── TASK INPUT
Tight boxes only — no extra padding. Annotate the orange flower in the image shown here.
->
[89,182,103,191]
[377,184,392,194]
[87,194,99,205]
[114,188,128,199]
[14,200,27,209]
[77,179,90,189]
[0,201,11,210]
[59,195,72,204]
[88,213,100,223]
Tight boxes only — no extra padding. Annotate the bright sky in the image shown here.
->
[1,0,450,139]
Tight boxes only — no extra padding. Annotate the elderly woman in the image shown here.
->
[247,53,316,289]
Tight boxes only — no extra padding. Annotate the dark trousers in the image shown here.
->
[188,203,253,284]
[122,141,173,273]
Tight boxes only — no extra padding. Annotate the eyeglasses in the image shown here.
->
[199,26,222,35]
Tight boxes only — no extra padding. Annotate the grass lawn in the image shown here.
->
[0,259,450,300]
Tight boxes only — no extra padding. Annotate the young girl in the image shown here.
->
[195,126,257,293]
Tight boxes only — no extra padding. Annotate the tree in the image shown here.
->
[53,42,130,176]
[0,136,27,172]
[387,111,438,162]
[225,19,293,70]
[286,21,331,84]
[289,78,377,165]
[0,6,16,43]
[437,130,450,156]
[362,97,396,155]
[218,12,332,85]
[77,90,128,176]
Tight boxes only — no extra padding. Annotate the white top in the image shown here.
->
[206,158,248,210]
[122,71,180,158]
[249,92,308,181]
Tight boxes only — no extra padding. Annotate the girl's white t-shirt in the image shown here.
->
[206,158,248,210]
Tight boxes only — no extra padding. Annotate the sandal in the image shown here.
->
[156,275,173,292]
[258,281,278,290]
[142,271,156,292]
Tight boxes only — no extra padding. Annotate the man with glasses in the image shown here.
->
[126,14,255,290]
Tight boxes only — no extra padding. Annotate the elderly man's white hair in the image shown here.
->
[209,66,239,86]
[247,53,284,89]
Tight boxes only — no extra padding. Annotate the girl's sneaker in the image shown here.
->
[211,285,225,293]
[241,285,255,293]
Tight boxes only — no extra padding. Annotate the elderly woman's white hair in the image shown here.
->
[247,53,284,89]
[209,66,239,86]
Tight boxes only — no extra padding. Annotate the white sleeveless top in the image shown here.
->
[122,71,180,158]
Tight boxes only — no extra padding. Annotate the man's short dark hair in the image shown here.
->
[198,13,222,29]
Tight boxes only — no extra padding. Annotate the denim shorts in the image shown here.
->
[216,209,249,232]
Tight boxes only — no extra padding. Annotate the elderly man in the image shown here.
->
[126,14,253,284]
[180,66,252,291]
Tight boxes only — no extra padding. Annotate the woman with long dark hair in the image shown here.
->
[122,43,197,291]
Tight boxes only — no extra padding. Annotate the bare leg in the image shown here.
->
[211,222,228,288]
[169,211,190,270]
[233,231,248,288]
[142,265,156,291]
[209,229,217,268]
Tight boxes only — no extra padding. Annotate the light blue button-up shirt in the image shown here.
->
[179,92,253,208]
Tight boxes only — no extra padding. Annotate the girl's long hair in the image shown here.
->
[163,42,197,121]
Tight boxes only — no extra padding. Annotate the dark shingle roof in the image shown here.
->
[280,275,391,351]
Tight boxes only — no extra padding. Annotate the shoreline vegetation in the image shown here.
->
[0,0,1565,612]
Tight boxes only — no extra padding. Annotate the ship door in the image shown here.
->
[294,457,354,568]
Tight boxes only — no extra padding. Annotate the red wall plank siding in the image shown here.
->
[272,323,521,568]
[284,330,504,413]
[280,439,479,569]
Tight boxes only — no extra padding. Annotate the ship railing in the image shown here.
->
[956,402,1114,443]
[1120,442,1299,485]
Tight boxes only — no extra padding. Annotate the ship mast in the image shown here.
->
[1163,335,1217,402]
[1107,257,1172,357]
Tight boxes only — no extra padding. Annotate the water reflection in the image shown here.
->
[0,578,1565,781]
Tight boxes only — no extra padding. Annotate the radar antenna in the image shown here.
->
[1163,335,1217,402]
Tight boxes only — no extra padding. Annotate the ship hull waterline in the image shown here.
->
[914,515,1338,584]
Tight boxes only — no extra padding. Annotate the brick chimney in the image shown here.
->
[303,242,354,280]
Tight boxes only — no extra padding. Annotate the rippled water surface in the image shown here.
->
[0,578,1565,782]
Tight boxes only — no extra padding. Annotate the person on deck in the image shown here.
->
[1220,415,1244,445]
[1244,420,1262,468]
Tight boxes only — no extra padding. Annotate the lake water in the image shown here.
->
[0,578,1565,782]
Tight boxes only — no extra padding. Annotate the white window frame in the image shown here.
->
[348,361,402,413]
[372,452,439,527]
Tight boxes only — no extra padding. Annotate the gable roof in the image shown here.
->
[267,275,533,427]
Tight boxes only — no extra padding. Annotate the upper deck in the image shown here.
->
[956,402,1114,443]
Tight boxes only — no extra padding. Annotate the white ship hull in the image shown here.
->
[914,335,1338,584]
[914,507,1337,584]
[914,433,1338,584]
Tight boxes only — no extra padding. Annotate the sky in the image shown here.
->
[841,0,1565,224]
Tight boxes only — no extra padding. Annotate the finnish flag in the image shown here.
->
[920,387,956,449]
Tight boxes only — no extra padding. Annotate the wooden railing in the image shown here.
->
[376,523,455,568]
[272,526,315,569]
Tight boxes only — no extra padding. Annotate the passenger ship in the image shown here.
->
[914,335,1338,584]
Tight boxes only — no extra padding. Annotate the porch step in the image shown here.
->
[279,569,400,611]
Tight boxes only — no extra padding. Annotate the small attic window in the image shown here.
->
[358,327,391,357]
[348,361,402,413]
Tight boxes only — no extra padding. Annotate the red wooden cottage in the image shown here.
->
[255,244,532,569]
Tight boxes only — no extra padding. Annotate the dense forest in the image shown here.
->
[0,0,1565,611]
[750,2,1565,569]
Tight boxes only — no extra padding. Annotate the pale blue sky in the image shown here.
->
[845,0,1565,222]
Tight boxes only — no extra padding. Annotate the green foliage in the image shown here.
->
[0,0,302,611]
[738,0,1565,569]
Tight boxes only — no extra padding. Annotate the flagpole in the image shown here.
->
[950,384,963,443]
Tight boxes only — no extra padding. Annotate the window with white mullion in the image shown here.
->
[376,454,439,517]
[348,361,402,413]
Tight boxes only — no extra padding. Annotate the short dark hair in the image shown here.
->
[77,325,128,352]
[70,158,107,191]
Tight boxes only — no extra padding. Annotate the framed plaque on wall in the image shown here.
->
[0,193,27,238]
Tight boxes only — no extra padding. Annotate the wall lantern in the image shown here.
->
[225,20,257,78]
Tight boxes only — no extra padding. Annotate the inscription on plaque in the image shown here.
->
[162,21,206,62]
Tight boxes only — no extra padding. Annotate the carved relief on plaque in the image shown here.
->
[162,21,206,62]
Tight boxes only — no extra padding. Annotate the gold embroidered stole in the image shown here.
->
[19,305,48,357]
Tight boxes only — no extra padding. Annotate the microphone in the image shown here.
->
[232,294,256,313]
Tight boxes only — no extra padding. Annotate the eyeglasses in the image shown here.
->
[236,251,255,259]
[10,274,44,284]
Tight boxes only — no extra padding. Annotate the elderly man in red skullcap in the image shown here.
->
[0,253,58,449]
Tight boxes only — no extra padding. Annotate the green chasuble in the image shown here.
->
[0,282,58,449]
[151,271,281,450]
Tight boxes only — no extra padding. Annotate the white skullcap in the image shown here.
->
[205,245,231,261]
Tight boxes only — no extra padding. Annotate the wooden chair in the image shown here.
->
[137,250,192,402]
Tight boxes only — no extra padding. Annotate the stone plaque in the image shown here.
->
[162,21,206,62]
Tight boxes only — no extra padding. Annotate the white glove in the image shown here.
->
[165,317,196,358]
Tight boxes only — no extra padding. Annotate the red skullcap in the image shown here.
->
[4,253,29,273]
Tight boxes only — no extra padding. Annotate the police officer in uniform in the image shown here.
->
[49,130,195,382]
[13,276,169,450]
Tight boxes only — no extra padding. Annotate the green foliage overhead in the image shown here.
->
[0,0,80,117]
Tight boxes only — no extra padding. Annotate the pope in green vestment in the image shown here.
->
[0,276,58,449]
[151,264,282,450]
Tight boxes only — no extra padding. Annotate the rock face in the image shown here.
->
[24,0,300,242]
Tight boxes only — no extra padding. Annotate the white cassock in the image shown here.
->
────
> **JOB**
Set out the records from the line holding "foliage in the image shown here." through the line holding "[950,384,963,443]", inclusive, as a Markdown table with the columns No. and Text, one numbered row per line and blank lines omitted.

> **EXERCISE ANSWER**
| No. | Text |
|---|---|
| 1 | Tight boxes only — no extra padding. Annotate the green foliage in the image shown here. |
| 2 | -> |
| 3 | [0,0,302,611] |
| 4 | [738,0,1565,569] |
| 5 | Tight boxes only — no extra padding. Annotate the flagpole in the image shown here. |
| 6 | -> |
| 7 | [950,384,963,443] |